Supplied information:

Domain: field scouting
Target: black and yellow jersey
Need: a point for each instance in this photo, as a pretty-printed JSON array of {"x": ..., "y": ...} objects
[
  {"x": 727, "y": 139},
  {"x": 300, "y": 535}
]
---
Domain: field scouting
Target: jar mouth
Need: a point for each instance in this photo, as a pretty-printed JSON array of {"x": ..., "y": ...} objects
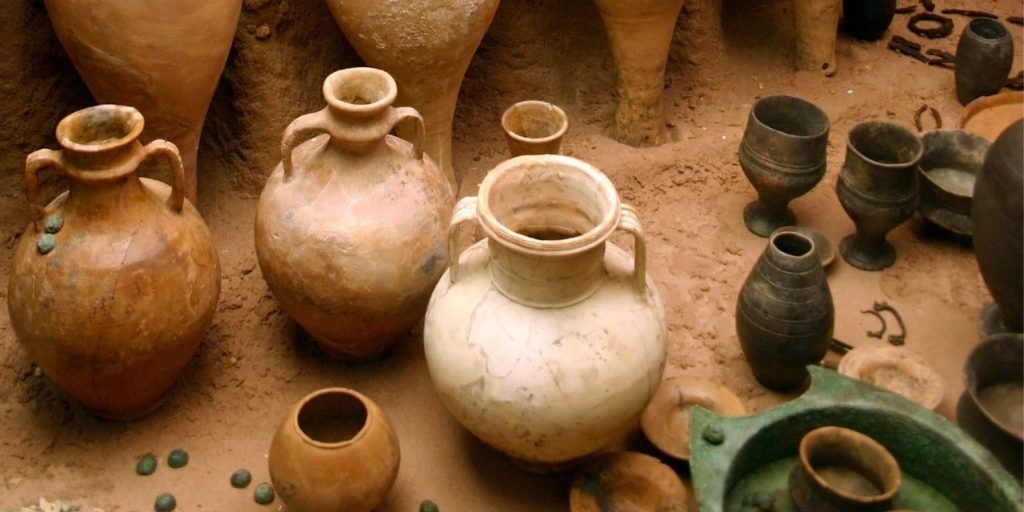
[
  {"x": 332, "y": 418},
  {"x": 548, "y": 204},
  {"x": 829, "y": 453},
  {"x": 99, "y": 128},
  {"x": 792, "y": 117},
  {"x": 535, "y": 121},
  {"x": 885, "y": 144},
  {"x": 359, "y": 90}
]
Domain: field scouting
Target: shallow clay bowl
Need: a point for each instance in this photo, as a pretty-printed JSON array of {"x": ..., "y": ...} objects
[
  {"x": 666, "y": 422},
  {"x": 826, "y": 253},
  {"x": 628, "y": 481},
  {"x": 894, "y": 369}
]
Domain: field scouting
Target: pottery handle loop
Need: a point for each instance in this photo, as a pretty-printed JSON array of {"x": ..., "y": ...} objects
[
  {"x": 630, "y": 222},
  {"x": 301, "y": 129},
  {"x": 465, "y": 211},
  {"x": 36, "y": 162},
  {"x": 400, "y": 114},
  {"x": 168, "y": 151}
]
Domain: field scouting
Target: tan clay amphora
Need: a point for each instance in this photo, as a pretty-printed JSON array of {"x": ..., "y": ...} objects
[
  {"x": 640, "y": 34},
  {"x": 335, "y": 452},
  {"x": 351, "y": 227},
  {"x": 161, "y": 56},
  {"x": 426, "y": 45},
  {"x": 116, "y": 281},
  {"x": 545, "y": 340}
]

Exercise: Gather up the lines containing the word "clay" from these records and copy them.

Written response:
Target: shallow clay bowl
Target: tan clay amphora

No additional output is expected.